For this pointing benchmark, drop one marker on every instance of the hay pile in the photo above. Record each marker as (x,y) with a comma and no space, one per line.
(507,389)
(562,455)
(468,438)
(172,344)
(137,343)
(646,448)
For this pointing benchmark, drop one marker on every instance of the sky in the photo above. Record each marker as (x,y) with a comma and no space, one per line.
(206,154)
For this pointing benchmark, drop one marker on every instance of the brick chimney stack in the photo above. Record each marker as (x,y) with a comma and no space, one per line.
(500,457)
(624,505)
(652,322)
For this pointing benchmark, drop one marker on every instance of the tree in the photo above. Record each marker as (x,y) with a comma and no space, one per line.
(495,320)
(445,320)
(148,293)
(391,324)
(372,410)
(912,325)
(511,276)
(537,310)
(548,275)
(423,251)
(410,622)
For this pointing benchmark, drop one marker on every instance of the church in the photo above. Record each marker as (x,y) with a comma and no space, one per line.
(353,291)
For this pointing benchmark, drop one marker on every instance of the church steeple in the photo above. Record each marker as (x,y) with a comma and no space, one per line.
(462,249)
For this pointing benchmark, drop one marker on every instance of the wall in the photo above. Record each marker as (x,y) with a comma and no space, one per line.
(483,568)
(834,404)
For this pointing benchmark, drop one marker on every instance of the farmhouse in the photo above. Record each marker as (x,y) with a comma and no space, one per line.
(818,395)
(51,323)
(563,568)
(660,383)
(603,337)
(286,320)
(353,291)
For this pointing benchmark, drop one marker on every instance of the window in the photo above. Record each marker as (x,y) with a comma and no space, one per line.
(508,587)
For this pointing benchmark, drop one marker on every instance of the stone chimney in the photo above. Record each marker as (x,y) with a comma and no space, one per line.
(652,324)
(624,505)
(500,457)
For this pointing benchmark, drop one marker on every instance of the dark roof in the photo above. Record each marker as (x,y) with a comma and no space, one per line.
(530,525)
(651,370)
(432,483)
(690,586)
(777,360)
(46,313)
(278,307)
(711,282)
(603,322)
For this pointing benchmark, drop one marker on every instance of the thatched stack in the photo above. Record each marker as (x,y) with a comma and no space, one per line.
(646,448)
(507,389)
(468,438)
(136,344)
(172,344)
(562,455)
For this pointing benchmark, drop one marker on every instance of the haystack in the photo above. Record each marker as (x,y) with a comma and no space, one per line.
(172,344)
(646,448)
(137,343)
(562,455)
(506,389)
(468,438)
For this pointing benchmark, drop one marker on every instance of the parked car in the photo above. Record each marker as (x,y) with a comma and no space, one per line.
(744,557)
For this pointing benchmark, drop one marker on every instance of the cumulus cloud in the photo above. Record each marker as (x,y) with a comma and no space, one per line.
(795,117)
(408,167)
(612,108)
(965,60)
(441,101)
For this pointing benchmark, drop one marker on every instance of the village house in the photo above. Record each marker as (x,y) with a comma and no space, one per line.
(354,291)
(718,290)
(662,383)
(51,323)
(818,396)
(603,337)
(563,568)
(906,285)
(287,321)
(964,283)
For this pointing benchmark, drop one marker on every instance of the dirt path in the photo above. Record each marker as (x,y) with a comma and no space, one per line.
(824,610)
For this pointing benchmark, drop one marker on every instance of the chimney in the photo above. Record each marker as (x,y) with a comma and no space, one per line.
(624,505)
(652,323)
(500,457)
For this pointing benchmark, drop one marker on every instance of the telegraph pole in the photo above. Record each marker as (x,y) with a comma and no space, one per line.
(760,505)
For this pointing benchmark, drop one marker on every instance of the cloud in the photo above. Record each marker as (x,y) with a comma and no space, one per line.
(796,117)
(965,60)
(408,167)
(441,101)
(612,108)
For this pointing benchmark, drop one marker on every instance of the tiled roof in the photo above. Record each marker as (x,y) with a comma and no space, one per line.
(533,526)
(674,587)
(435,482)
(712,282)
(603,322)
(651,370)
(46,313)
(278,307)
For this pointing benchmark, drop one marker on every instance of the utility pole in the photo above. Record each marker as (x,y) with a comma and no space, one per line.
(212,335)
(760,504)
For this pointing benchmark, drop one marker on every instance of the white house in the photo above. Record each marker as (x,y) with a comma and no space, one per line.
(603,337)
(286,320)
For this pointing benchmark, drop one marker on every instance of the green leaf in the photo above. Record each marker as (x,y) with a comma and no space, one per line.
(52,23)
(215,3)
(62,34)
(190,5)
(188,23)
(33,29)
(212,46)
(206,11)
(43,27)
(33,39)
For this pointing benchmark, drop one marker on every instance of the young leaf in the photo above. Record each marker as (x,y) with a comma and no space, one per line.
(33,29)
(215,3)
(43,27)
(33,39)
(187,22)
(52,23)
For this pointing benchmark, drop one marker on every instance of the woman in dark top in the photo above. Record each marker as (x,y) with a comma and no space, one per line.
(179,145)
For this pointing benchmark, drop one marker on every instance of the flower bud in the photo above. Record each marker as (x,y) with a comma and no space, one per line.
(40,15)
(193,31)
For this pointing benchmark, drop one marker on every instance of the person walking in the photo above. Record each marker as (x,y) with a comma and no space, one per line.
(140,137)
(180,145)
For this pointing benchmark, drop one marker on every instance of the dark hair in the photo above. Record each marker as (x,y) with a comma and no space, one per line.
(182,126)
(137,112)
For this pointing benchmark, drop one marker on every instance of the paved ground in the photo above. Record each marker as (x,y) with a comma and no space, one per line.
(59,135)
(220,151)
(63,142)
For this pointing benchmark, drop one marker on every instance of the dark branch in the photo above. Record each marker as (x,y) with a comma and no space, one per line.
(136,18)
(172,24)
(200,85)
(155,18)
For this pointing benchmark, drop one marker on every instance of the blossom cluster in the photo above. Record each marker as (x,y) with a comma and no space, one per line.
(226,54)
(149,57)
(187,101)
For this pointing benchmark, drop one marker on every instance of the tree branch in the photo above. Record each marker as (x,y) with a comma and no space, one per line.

_ _ _

Every line of the data above should be reproduced word for word.

> _Solution to this exercise_:
For this pointing benchmark, drop one marker on every instance of the hay pile in the photo above. Record each marker as (x,y) with a comma and no space, one per line.
(507,389)
(562,455)
(468,438)
(172,344)
(137,343)
(646,448)
For this pointing benchmark, drop one marker on every instance of the sky in the photo above. Record each marker as (x,y) with a comma and no space, one per line.
(206,154)
For this pointing benchmark, drop one marker on every instance of the brick chimney stack in the photo above. Record each marker as (x,y) with a comma and no space, one per line.
(500,457)
(624,505)
(652,322)
For this pointing benchmark, drop one marker on every instance of the tree in the photo above. Record each marker as (x,y) with a comma and no space, one per line.
(495,320)
(445,320)
(148,293)
(391,324)
(372,410)
(912,325)
(511,276)
(537,310)
(548,275)
(423,251)
(410,622)
For this pointing benchmark, drop one marker on every instance of the church in the photo above. Record each marker as (x,y) with a comma and no space, one per line.
(353,291)
For this pointing benchmark, drop one marker on every instance of the church steeple in the photo above. Record each marker as (x,y) with a comma and no space, one per line.
(462,249)
For this pointing benchmark, drop one marker on every instance of the wall in the photo above. Record each marker as (x,y) with a comma and no space, one per line.
(483,568)
(834,404)
For this pointing benchmark, drop one marker on every instance of the farmhouse in the photo above. Record each marker as (x,y) with a comma and no space, one per line.
(818,395)
(51,323)
(563,568)
(660,383)
(603,337)
(286,320)
(353,291)
For this pointing benchmark, drop one marker on every instance of the window in the photo above. Record each marker as (x,y) with a comma and no space, one per line.
(508,587)
For this pointing benchmark, drop one marker on every instance of the stone chimney in the photo above. Record each marker as (x,y) with a comma and no space, one per line.
(652,324)
(624,505)
(500,457)
For this pointing benchmark, drop one marker on every instance of the dark roof in the photo above. Record each marker as (x,y) with a comma and no space, one per line.
(530,525)
(651,370)
(432,483)
(690,586)
(777,360)
(46,313)
(278,307)
(711,282)
(603,322)
For this pointing benchmark, drop one marker on every instance of the thatched stack in the photo above. Record each marker as (x,y) with a comma and no space, one per line.
(646,448)
(507,389)
(468,438)
(136,344)
(172,344)
(562,455)
For this pointing benchmark, drop one marker on every instance of the haystack in the photo above. Record each marker as (x,y) with a comma and no space, one per line.
(172,344)
(646,448)
(137,343)
(562,455)
(506,389)
(468,438)
For this pointing benchmark, drop one marker on every instance of the parked car in the photo above. Record each marker as (x,y) with a comma and no space, one per line.
(744,557)
For this pointing benchmark, drop one marker on every instance of the cumulus cloud in the photo above. Record each marker as (x,y) with a comma and no space, one per line.
(795,117)
(408,167)
(612,108)
(965,60)
(441,101)
For this pointing benchmark, drop one marker on every instance of the village house in the photo above. Record each marker as (x,y) with a comma and no space, one per line.
(354,291)
(718,290)
(662,383)
(51,323)
(818,396)
(603,337)
(563,568)
(906,285)
(287,321)
(964,283)
For this pointing benchmark, drop one marker on every instance of the dirt path in the photo above. Record each marker as (x,y) with a comma and no space, one per line.
(824,610)
For this pointing benchmark, drop one marker on every instance of the chimney in the photo above. Record each marker as (x,y) with a comma and no space, one per line.
(624,505)
(652,323)
(500,457)
For this pointing benchmark, drop one marker on every instance of the telegraph pole in the photo above. Record each marker as (x,y) with a comma and no space, one per line.
(760,505)
For this pointing benchmark, drop one marker on every instance of the cloud in the photo above. Record each marker as (x,y) with a comma and no space, one per line.
(796,117)
(965,60)
(408,167)
(441,101)
(612,108)
For this pointing benchmark, drop one marker on every instance of the tiled roof in the photo above. Record each marker as (x,y) with a comma and no space, one per line.
(533,526)
(674,587)
(435,482)
(712,282)
(603,322)
(651,370)
(46,313)
(278,307)
For this pointing benchmark, drop one marker on every instance of the utility pole in the photo above. Record each marker as (x,y) with a comma and no space, one per line.
(212,335)
(760,504)
For this pointing benchmark, drop one marker on every instance of the white house in the photo above. Record each marker as (x,y) with a comma and no space, one per line.
(603,337)
(286,320)
For this pointing benchmark, drop one marker on every instance of the green leaf in the photo above. Record each marker as (x,y) with a comma and no space, one per line.
(52,23)
(215,3)
(62,34)
(190,5)
(188,23)
(33,29)
(212,46)
(206,11)
(43,27)
(33,39)
For this pointing benchmark, drop one marker on every instance of the young leaf in the photo above. Record each marker as (x,y) with a comma and no space, one per line.
(33,29)
(215,3)
(43,27)
(33,39)
(187,22)
(52,23)
For this pointing benchmark, drop one marker on every instance of the woman in dark top in the photo above. Record each marker as (x,y) with a comma and no space, one per line.
(179,145)
For this pointing benchmark, drop one marker on every instance of the flower bud in the photo above. Record each marker as (x,y) with a comma and no space, one per line.
(40,15)
(193,31)
For this pointing benchmark, drop one marker on every instance of the person walking in the photo above. Record each marker as (x,y) with a comma and no space, one per line.
(140,137)
(180,145)
For this pointing benchmark, drop one marker on every instance of the dark hair in the photo above. Record each marker as (x,y) with a comma and no space, one per line.
(182,126)
(137,112)
For this pointing benchmark, drop one marker on every instance of the paved ground in the photo above. Record each marker as (x,y) with a comma and no space, one per line.
(59,135)
(220,151)
(63,142)
For this pointing benchmark, drop one marker on every instance of the dark branch in the photo above. Record each marker as (x,y) with a comma and no space, one per line.
(136,18)
(172,24)
(200,85)
(155,18)
For this pointing benchmark, drop one marker on every instance of the blossom cluster in the photo above. Record each marker as (x,y) with a comma and no space, one per line.
(226,54)
(149,57)
(187,101)
For this pointing benchmark, drop one marker on every instance of the tree branch in the photo above. Record each marker as (x,y) with a comma and no space, one per line.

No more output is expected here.